**Exercise directions:** Could you copy out the entries below verbatim, starting at the line that contains "Practice. Point at the wall" and ending after the line that contains "<point>216,157</point>"?

**Available data:**
╭──

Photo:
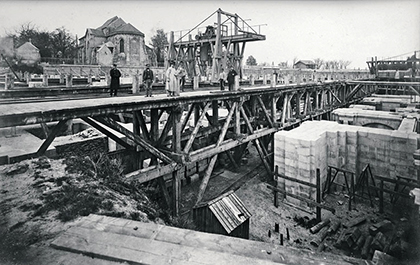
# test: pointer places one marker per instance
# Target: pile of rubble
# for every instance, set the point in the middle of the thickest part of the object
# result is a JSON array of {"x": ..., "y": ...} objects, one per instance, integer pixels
[{"x": 364, "y": 237}]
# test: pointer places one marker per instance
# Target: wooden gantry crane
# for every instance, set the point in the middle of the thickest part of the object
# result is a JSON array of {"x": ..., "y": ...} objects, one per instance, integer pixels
[{"x": 220, "y": 46}]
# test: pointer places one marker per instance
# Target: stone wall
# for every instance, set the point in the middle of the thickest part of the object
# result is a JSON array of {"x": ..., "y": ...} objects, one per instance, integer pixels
[{"x": 319, "y": 144}]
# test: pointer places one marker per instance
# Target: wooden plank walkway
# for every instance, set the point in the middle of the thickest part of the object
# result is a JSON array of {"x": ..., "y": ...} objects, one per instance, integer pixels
[
  {"x": 21, "y": 114},
  {"x": 133, "y": 242}
]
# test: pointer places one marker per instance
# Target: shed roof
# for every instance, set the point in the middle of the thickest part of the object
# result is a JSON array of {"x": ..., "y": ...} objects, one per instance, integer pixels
[{"x": 229, "y": 210}]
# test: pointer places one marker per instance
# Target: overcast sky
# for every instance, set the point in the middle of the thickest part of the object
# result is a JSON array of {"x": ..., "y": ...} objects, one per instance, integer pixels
[{"x": 331, "y": 30}]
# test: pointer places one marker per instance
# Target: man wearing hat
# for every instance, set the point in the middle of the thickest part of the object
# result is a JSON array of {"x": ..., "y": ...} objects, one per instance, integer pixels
[
  {"x": 172, "y": 80},
  {"x": 148, "y": 80},
  {"x": 115, "y": 80}
]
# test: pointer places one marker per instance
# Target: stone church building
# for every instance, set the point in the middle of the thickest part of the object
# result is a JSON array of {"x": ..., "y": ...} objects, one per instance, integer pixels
[{"x": 115, "y": 42}]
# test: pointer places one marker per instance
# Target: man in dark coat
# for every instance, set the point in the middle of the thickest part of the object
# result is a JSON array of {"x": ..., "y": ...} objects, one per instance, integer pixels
[
  {"x": 148, "y": 80},
  {"x": 231, "y": 78},
  {"x": 115, "y": 80}
]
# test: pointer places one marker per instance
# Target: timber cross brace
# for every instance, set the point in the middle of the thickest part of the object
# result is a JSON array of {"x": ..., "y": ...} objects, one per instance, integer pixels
[{"x": 170, "y": 134}]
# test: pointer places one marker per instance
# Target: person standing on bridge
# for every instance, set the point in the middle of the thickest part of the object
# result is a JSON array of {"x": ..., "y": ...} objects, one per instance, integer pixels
[
  {"x": 115, "y": 80},
  {"x": 148, "y": 80},
  {"x": 222, "y": 79},
  {"x": 181, "y": 75},
  {"x": 231, "y": 78},
  {"x": 172, "y": 81}
]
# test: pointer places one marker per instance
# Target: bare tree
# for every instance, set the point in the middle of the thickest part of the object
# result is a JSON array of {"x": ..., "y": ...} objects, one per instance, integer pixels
[{"x": 318, "y": 62}]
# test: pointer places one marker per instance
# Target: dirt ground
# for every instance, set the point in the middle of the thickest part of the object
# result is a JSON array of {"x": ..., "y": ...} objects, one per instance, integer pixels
[{"x": 25, "y": 236}]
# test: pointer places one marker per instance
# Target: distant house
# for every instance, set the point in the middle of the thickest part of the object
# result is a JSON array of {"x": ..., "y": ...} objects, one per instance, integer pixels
[
  {"x": 28, "y": 54},
  {"x": 114, "y": 42},
  {"x": 305, "y": 64},
  {"x": 225, "y": 215},
  {"x": 7, "y": 47}
]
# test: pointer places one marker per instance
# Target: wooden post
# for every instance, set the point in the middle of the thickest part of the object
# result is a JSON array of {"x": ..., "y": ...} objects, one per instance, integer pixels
[
  {"x": 90, "y": 77},
  {"x": 209, "y": 169},
  {"x": 237, "y": 120},
  {"x": 136, "y": 131},
  {"x": 215, "y": 110},
  {"x": 381, "y": 197},
  {"x": 45, "y": 80},
  {"x": 196, "y": 114},
  {"x": 69, "y": 80},
  {"x": 135, "y": 84},
  {"x": 318, "y": 194},
  {"x": 196, "y": 82},
  {"x": 176, "y": 147},
  {"x": 236, "y": 86}
]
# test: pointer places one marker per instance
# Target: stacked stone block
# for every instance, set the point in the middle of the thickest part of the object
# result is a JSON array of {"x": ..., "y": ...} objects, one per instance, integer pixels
[{"x": 319, "y": 144}]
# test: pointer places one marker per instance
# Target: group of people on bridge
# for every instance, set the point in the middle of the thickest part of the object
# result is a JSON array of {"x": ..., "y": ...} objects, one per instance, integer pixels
[{"x": 175, "y": 79}]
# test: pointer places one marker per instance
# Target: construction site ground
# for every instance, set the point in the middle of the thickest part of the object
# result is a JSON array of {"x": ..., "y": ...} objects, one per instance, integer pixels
[{"x": 25, "y": 236}]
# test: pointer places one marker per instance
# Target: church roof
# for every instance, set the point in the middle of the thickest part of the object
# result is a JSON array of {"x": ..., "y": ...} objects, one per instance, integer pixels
[
  {"x": 28, "y": 46},
  {"x": 114, "y": 26}
]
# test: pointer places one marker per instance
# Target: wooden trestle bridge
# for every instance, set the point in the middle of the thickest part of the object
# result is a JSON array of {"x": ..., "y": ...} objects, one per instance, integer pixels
[{"x": 254, "y": 114}]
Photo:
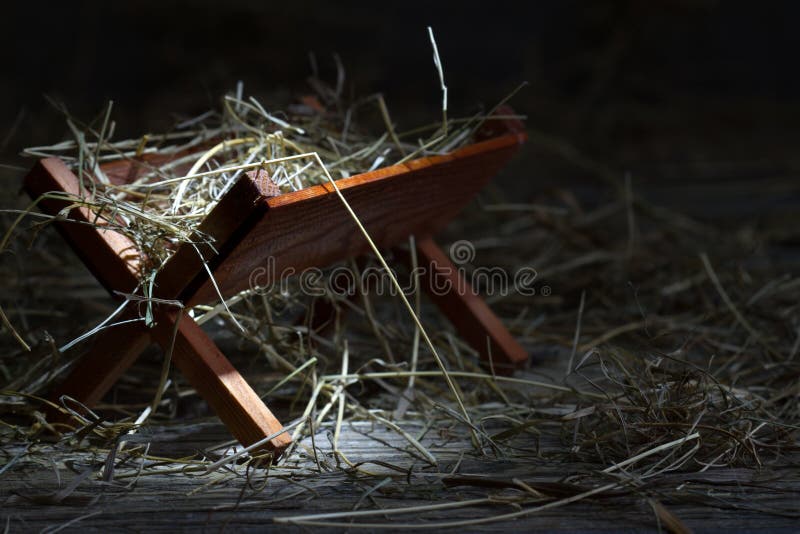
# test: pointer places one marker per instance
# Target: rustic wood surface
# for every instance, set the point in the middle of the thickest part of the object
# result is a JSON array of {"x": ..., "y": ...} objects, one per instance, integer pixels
[
  {"x": 114, "y": 260},
  {"x": 309, "y": 228},
  {"x": 447, "y": 287},
  {"x": 44, "y": 492}
]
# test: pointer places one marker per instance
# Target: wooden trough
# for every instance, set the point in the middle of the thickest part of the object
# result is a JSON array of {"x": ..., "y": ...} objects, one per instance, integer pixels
[{"x": 252, "y": 225}]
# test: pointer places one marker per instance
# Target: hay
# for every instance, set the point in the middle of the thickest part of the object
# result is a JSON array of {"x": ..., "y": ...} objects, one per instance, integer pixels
[{"x": 681, "y": 347}]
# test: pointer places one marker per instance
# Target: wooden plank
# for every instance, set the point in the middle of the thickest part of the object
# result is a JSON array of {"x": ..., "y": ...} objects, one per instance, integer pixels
[
  {"x": 217, "y": 381},
  {"x": 310, "y": 227},
  {"x": 111, "y": 256},
  {"x": 113, "y": 351}
]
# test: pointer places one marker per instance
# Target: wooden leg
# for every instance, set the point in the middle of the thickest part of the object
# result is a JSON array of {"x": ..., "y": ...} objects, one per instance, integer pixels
[
  {"x": 114, "y": 351},
  {"x": 466, "y": 310},
  {"x": 218, "y": 382}
]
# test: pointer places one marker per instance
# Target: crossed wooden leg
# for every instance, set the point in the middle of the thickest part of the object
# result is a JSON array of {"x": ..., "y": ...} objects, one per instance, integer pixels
[
  {"x": 455, "y": 297},
  {"x": 196, "y": 355}
]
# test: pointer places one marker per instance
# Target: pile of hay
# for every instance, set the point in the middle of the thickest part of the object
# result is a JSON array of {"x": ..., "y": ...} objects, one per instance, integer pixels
[{"x": 669, "y": 346}]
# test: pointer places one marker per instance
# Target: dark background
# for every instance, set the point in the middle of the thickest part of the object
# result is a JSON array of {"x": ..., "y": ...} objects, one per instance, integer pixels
[{"x": 698, "y": 100}]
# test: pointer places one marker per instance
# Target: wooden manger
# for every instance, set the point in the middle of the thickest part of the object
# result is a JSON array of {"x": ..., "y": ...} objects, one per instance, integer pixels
[{"x": 253, "y": 223}]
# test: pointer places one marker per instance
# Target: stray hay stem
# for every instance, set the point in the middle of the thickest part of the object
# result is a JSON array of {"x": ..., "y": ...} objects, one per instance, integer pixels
[{"x": 398, "y": 287}]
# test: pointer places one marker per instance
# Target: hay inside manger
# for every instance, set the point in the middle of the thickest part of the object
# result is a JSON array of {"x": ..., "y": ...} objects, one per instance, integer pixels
[{"x": 673, "y": 389}]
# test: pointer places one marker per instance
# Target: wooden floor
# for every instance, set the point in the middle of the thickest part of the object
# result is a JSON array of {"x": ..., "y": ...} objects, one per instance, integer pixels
[{"x": 50, "y": 489}]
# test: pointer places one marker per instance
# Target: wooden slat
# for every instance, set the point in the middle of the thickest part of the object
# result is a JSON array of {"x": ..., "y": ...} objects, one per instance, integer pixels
[
  {"x": 113, "y": 351},
  {"x": 218, "y": 382},
  {"x": 466, "y": 310},
  {"x": 109, "y": 255},
  {"x": 310, "y": 227},
  {"x": 113, "y": 258}
]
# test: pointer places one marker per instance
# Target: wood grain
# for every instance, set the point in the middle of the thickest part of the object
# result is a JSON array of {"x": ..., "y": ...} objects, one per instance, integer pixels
[
  {"x": 217, "y": 381},
  {"x": 310, "y": 227},
  {"x": 111, "y": 257}
]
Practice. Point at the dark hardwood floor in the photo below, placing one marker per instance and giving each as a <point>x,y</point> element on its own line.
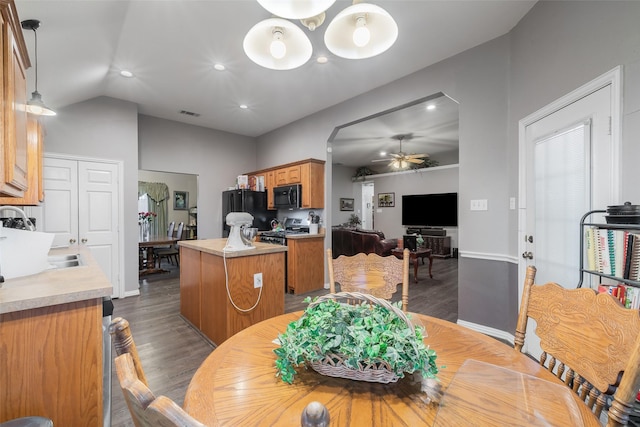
<point>171,350</point>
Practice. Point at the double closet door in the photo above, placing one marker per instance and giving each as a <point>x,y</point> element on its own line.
<point>81,208</point>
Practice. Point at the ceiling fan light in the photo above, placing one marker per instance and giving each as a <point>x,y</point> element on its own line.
<point>361,35</point>
<point>260,39</point>
<point>296,9</point>
<point>339,36</point>
<point>277,48</point>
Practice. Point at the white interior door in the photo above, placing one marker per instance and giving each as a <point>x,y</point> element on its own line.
<point>60,208</point>
<point>82,208</point>
<point>569,168</point>
<point>98,214</point>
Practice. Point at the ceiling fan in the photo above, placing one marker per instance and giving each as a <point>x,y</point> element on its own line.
<point>401,160</point>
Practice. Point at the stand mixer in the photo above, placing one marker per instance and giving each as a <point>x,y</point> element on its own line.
<point>241,234</point>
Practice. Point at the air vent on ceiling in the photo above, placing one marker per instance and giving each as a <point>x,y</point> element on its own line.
<point>189,113</point>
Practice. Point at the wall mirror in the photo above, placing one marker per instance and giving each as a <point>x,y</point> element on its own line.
<point>428,125</point>
<point>425,126</point>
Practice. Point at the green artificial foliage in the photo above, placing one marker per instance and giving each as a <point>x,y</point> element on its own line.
<point>365,332</point>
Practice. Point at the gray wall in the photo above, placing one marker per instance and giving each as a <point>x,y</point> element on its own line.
<point>556,48</point>
<point>216,157</point>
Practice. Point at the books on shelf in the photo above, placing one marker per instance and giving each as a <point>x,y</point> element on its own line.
<point>629,296</point>
<point>613,252</point>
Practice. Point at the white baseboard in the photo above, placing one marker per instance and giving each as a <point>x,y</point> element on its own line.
<point>496,333</point>
<point>131,293</point>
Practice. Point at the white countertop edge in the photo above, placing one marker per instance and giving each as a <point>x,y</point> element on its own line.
<point>56,286</point>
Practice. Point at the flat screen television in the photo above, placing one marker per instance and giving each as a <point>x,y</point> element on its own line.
<point>430,210</point>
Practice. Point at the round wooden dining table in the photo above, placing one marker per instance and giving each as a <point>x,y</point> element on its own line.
<point>237,385</point>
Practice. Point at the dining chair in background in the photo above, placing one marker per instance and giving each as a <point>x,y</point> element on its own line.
<point>145,408</point>
<point>173,251</point>
<point>588,340</point>
<point>370,274</point>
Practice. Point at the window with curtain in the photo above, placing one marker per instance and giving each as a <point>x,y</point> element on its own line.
<point>156,195</point>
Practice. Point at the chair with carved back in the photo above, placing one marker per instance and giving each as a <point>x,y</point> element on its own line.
<point>172,252</point>
<point>123,343</point>
<point>370,274</point>
<point>146,409</point>
<point>588,340</point>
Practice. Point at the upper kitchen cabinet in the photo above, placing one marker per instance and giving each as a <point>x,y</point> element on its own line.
<point>14,146</point>
<point>288,175</point>
<point>308,173</point>
<point>35,190</point>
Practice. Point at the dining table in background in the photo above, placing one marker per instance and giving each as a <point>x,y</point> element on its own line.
<point>237,384</point>
<point>147,262</point>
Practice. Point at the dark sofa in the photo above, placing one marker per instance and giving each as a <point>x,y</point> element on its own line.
<point>350,241</point>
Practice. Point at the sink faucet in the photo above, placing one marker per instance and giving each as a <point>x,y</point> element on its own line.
<point>27,222</point>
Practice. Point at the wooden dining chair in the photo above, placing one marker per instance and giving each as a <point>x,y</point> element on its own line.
<point>146,409</point>
<point>588,340</point>
<point>123,343</point>
<point>371,274</point>
<point>173,252</point>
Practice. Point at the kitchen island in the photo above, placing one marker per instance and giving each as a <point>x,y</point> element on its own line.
<point>222,293</point>
<point>51,343</point>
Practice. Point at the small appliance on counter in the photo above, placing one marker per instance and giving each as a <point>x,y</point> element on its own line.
<point>241,234</point>
<point>251,202</point>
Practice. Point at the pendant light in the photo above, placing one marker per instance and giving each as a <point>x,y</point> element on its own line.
<point>360,31</point>
<point>277,44</point>
<point>36,105</point>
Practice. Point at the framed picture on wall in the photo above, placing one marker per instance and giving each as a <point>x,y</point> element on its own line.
<point>386,200</point>
<point>180,200</point>
<point>346,204</point>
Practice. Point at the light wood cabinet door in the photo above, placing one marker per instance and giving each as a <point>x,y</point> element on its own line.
<point>35,190</point>
<point>281,177</point>
<point>52,363</point>
<point>14,179</point>
<point>293,174</point>
<point>312,179</point>
<point>305,265</point>
<point>269,183</point>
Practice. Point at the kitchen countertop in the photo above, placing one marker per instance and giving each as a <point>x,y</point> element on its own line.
<point>216,247</point>
<point>305,235</point>
<point>56,286</point>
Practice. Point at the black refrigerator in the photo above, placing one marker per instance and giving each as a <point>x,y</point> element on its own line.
<point>253,202</point>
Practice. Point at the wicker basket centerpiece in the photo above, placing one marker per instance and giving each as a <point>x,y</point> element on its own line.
<point>368,339</point>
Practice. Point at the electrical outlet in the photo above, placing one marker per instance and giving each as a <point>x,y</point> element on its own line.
<point>257,280</point>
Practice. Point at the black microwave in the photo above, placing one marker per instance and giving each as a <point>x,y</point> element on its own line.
<point>287,197</point>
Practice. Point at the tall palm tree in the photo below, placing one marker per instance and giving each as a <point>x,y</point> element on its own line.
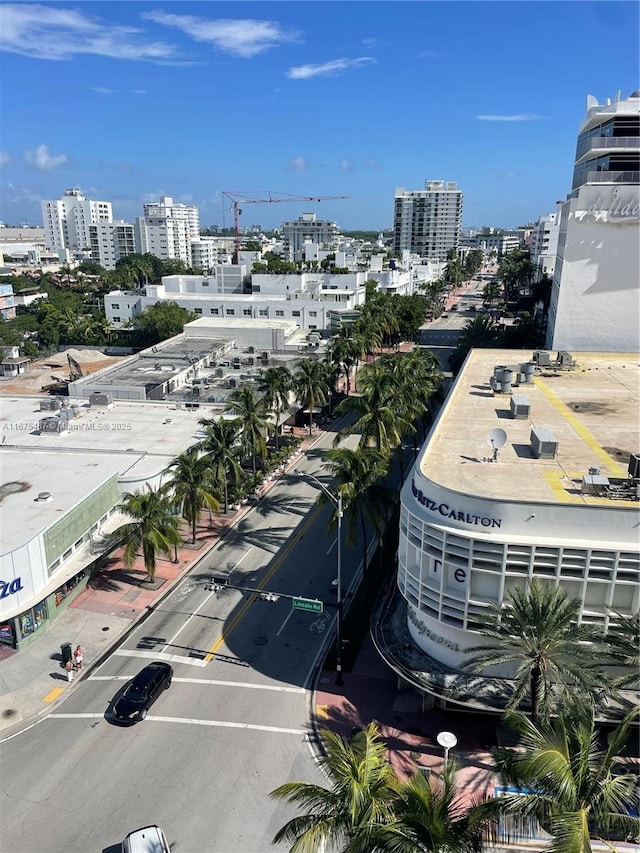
<point>276,385</point>
<point>431,816</point>
<point>375,411</point>
<point>364,498</point>
<point>190,486</point>
<point>538,631</point>
<point>154,528</point>
<point>570,778</point>
<point>359,797</point>
<point>249,408</point>
<point>311,387</point>
<point>221,448</point>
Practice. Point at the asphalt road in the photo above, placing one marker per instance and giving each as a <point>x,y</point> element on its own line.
<point>233,725</point>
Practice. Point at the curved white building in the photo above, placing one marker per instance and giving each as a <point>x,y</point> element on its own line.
<point>557,504</point>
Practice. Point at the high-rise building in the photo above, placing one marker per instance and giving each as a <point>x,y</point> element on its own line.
<point>167,228</point>
<point>427,222</point>
<point>110,241</point>
<point>307,229</point>
<point>66,220</point>
<point>595,300</point>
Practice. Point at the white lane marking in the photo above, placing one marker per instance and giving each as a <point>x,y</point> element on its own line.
<point>143,653</point>
<point>287,617</point>
<point>189,721</point>
<point>213,682</point>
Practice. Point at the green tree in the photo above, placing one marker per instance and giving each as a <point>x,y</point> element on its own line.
<point>190,486</point>
<point>358,475</point>
<point>571,779</point>
<point>537,631</point>
<point>154,528</point>
<point>360,796</point>
<point>249,408</point>
<point>163,320</point>
<point>221,446</point>
<point>310,386</point>
<point>276,386</point>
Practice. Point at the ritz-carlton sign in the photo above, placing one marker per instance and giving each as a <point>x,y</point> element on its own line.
<point>450,512</point>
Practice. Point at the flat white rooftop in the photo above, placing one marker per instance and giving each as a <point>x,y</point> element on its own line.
<point>130,440</point>
<point>592,411</point>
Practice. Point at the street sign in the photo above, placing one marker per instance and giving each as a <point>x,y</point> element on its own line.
<point>311,605</point>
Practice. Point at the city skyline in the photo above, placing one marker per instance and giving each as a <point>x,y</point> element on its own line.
<point>133,101</point>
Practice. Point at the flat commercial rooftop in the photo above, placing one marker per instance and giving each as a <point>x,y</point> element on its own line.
<point>130,440</point>
<point>592,411</point>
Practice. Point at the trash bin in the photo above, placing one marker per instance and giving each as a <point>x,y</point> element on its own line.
<point>65,648</point>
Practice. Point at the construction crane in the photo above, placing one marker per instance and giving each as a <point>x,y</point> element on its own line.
<point>237,198</point>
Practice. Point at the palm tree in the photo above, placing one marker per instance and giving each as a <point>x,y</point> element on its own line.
<point>311,387</point>
<point>276,384</point>
<point>569,779</point>
<point>359,797</point>
<point>375,411</point>
<point>250,410</point>
<point>190,486</point>
<point>364,498</point>
<point>154,528</point>
<point>431,816</point>
<point>538,631</point>
<point>221,449</point>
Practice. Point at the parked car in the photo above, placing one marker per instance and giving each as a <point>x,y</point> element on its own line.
<point>149,839</point>
<point>141,692</point>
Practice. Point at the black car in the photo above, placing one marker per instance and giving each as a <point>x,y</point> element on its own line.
<point>141,692</point>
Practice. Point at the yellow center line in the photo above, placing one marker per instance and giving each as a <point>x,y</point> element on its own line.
<point>615,469</point>
<point>228,629</point>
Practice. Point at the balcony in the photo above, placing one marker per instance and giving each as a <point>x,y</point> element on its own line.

╰──

**Solution to the exercise:**
Practice. Point at the wall mirror in the photo above, placing one marker per instance and giving each as a <point>x,y</point> element on its own line.
<point>428,125</point>
<point>425,126</point>
Practice. Point at the green artificial foliage in the photo above, placing one marker per instance and giving each as a <point>x,y</point> element on its own line.
<point>365,332</point>
Practice. Point at the gray wall in the photo above, placing one marker per instance and giving each as a <point>x,y</point> element on its own line.
<point>556,48</point>
<point>216,157</point>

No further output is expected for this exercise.